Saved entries

*** Begin section ***

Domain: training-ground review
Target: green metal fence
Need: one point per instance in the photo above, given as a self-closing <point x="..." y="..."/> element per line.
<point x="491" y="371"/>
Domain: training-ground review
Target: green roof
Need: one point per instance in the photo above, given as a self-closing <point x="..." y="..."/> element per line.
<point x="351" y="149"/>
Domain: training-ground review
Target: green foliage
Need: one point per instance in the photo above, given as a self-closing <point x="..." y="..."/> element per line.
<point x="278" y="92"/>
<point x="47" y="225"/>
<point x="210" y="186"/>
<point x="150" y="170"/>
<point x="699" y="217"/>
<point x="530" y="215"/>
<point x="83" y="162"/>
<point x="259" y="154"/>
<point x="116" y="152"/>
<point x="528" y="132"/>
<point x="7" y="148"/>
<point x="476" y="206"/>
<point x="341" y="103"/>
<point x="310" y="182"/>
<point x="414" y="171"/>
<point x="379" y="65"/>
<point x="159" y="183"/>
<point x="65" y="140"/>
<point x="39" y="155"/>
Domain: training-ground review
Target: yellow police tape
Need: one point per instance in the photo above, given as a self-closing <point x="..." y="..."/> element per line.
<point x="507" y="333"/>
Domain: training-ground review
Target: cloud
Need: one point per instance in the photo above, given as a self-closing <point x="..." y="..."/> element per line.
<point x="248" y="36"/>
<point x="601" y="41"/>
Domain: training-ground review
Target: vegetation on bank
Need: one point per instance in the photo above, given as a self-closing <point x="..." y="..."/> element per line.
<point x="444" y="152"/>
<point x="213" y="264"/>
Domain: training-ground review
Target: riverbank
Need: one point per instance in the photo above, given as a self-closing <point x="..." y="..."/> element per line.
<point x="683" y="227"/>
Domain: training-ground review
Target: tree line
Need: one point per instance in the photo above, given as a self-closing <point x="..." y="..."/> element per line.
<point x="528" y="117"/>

*** End section ***

→ Problem details: Show every line of the data that includes the string "green".

→ Response below:
Target: green metal fence
Target: green roof
Target: green foliage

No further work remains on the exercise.